### BRIEF:
Retype the excerpt below on machine learning at Brainly in its entirety, without any alteration.

Brainly’s core product is Community Q&A Platform where users can ask any question from any school subject by:

Typing it out
Taking a photo of the question
Saying it out loud

Once a user enters their input, the product provides the answer with step-by-step explanations. If the answer is not in the Knowledge Base already, Brainly sends it to one of the Community Members to respond.

“We build AI-based services at Brainly to boost the educational features and take them to the next level—this is our main reasoning behind taking advantage of the tremendous growth of AI-related research.”
— Paweł Pęczek, Machine Learning Engineer at Brainly

The AI and technology teams at Brainly use machine learning to provide Learners with personalized, real-time learning help and access to the world’s best educational products. The objectives of the AI/ML teams at Brainly are to:

Move from a reactive to a predictive intervention system that personalizes their users’ experience
Solve future educational struggles for users ahead of time
Make students more successful in their educational paths

You can find more on Brainly’s ML story in this article.

Machine learning use cases at Brainly

The AI department at Brainly aims to build a predictive intervention system for its users. Such a system leads them to work on several use cases around the domains of:

Content: Extracting content attributes (e.g., quality attributes) and metadata enrichment (e.g., curriculum resource matching)
Users: Enhancing the learning profile of the users
Visual Search: Parsing images and converting camera photos into answerable queries
Curriculum: Analyzing user sessions and learning patterns to build recommender systems

It would be challenging to elaborate on the MLOps practices for each team working on these domains, so in this article, you will learn how the Visual Search AI team does real-world MLOps.

Watch this video to learn how the Content AI team does MLOps.

“If you think about how users of Brainly’s services formulate their search queries, you may find that they tend to lean towards methods of input that are easy to use. This includes not only visual search but also voice and text search with special kinds of signals that can be explored with AI.“
— Paweł Pęczek, Machine Learning Engineer at Brainly

MLOps team structure

The technology teams at Brainly are divided into product and infrastructure teams. The infrastructure team focuses on technology and delivers tools that other teams will adapt and use to work on their main deliverables.

### DATA ENTRIES:
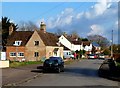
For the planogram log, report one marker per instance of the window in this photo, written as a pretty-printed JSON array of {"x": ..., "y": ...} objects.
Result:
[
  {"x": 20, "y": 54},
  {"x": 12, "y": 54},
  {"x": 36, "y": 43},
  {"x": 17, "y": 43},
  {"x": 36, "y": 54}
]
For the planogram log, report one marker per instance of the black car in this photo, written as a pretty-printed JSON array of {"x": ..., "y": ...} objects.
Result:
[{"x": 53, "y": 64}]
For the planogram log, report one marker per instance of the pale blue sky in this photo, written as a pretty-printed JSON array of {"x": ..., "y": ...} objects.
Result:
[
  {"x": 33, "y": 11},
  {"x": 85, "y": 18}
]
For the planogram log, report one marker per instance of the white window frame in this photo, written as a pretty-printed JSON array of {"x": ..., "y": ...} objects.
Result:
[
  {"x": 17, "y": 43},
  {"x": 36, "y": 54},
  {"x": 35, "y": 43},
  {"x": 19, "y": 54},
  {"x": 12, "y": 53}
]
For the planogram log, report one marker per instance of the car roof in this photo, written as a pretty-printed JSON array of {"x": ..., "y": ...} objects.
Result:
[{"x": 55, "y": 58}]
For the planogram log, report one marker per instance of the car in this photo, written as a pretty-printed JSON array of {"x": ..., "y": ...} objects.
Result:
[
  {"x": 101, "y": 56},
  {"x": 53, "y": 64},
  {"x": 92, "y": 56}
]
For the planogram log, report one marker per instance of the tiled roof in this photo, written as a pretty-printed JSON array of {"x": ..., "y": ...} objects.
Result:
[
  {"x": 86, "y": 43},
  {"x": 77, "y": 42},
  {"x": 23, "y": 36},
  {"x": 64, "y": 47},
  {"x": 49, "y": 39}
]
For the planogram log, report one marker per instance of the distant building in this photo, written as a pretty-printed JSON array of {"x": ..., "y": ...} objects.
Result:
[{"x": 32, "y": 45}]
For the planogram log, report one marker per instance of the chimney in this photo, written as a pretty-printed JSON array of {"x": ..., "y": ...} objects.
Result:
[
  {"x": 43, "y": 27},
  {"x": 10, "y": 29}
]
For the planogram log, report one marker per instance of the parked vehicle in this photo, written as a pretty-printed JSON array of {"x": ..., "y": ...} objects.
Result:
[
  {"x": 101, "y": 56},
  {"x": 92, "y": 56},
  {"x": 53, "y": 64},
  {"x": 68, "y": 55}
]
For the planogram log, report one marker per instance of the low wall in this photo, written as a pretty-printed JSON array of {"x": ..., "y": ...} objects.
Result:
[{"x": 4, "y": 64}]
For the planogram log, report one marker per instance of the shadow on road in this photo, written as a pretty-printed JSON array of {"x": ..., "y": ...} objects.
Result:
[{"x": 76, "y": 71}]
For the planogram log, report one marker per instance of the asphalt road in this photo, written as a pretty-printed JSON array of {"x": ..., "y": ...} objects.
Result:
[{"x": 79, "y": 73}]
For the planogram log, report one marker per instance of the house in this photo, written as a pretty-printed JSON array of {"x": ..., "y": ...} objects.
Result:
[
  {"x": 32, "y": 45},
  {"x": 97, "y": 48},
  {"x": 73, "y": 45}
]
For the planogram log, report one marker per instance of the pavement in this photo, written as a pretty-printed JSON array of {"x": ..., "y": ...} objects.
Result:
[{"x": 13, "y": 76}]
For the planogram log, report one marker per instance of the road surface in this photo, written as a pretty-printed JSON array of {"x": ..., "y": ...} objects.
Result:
---
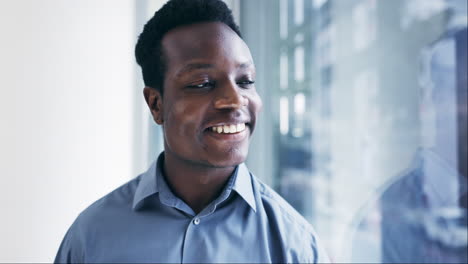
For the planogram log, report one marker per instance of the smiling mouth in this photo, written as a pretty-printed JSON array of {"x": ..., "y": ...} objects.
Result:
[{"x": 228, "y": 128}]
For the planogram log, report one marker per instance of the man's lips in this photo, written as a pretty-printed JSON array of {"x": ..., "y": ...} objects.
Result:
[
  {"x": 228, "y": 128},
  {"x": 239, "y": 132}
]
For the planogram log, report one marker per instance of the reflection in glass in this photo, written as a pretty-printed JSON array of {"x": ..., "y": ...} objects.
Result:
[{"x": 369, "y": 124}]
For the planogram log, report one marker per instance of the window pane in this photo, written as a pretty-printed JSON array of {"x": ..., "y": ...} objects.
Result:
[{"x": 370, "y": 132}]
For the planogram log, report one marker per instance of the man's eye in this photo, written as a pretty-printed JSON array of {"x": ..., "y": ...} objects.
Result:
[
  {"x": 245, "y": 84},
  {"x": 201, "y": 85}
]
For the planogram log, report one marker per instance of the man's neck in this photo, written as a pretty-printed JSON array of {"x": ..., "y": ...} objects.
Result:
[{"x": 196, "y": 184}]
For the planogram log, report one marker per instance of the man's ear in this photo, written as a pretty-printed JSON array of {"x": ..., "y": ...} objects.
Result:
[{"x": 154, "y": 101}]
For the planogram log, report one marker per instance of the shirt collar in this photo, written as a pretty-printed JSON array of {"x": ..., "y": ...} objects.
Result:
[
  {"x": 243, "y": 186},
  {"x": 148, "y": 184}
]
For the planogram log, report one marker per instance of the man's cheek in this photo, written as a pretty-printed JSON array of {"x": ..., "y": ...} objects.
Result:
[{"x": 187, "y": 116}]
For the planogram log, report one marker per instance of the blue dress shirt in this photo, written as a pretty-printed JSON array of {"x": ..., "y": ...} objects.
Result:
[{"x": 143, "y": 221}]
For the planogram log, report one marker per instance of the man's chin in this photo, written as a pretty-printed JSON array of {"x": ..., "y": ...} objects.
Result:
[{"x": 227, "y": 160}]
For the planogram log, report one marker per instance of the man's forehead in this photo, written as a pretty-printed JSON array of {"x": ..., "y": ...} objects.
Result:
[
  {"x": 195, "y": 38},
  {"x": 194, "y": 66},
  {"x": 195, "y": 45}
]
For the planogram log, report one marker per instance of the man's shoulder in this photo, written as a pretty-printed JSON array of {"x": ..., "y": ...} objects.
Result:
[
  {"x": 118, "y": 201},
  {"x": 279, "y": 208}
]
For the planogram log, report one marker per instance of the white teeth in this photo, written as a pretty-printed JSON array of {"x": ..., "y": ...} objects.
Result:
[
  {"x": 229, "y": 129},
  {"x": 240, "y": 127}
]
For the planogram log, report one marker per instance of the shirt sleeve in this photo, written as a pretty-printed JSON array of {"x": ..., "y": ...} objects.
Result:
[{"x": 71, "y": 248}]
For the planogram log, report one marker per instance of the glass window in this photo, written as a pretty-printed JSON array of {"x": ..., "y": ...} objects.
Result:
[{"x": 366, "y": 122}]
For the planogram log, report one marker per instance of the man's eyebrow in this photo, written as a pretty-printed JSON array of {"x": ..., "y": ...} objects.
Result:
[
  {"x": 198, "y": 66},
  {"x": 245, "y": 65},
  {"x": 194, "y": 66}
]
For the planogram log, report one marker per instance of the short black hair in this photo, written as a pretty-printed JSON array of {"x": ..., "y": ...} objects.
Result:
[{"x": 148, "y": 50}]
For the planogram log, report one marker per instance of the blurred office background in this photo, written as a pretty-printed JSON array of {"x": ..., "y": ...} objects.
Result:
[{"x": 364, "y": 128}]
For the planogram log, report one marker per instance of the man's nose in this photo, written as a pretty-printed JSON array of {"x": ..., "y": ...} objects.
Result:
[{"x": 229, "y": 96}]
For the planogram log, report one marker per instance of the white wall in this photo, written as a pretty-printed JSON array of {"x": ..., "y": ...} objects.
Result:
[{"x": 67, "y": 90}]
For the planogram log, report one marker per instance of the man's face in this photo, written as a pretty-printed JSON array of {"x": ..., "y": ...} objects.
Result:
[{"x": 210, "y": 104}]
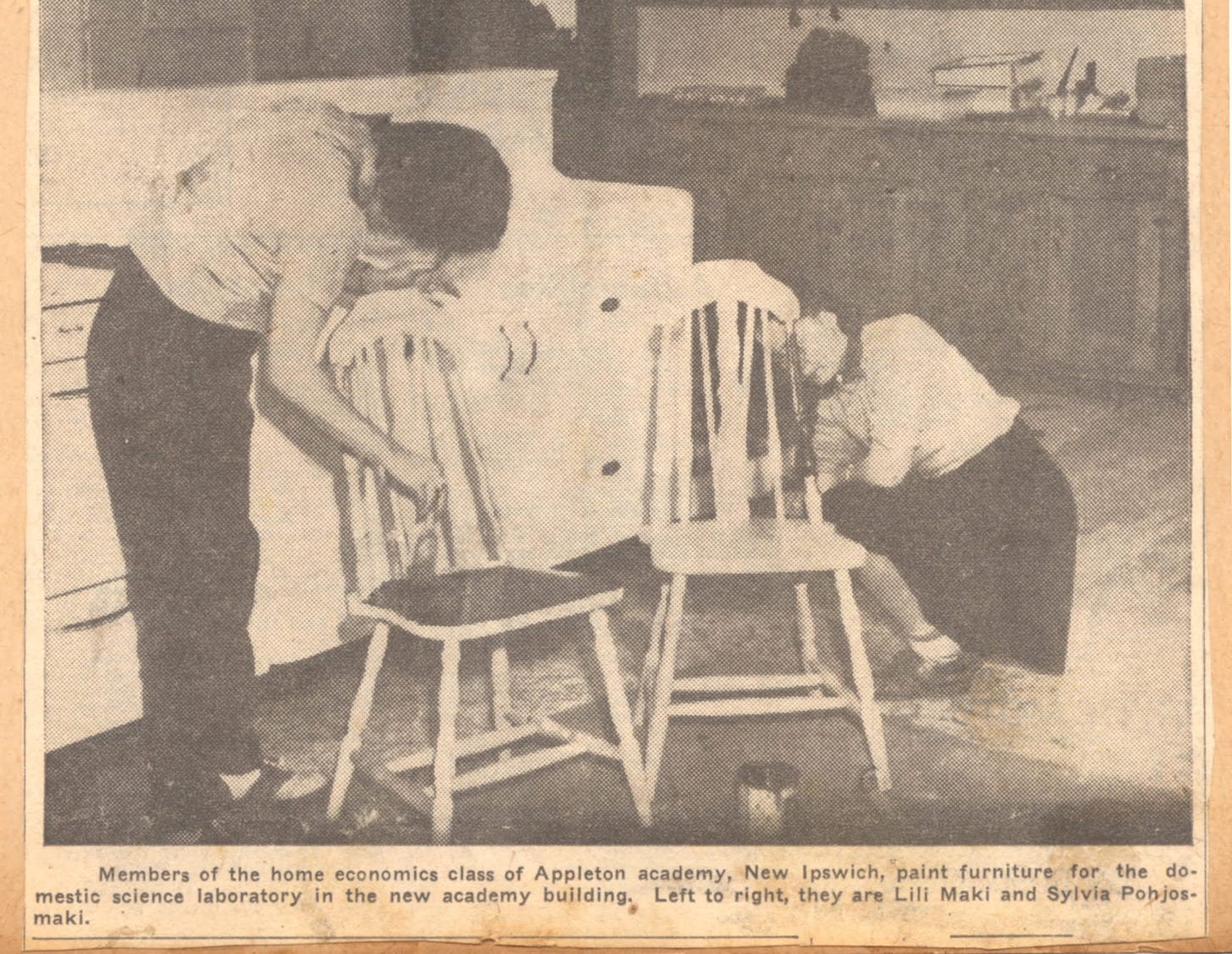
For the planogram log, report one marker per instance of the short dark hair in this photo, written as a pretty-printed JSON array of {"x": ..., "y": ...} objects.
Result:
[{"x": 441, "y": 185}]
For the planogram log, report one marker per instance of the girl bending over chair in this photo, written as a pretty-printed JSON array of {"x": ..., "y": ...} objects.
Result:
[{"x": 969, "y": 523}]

### WRITTEN RESPONSE:
Brainly’s core product is Community Q&A Platform where users can ask any question from any school subject by:

Typing it out
Taking a photo of the question
Saying it out loud

Once a user enters their input, the product provides the answer with step-by-step explanations. If the answer is not in the Knowledge Base already, Brainly sends it to one of the Community Members to respond.

“We build AI-based services at Brainly to boost the educational features and take them to the next level—this is our main reasoning behind taking advantage of the tremendous growth of AI-related research.”
— Paweł Pęczek, Machine Learning Engineer at Brainly

The AI and technology teams at Brainly use machine learning to provide Learners with personalized, real-time learning help and access to the world’s best educational products. The objectives of the AI/ML teams at Brainly are to:

Move from a reactive to a predictive intervention system that personalizes their users’ experience
Solve future educational struggles for users ahead of time
Make students more successful in their educational paths

You can find more on Brainly’s ML story in this article.

Machine learning use cases at Brainly

The AI department at Brainly aims to build a predictive intervention system for its users. Such a system leads them to work on several use cases around the domains of:

Content: Extracting content attributes (e.g., quality attributes) and metadata enrichment (e.g., curriculum resource matching)
Users: Enhancing the learning profile of the users
Visual Search: Parsing images and converting camera photos into answerable queries
Curriculum: Analyzing user sessions and learning patterns to build recommender systems

It would be challenging to elaborate on the MLOps practices for each team working on these domains, so in this article, you will learn how the Visual Search AI team does real-world MLOps.

Watch this video to learn how the Content AI team does MLOps.

“If you think about how users of Brainly’s services formulate their search queries, you may find that they tend to lean towards methods of input that are easy to use. This includes not only visual search but also voice and text search with special kinds of signals that can be explored with AI.“
— Paweł Pęczek, Machine Learning Engineer at Brainly

MLOps team structure

The technology teams at Brainly are divided into product and infrastructure teams. The infrastructure team focuses on technology and delivers tools that other teams will adapt and use to work on their main deliverables.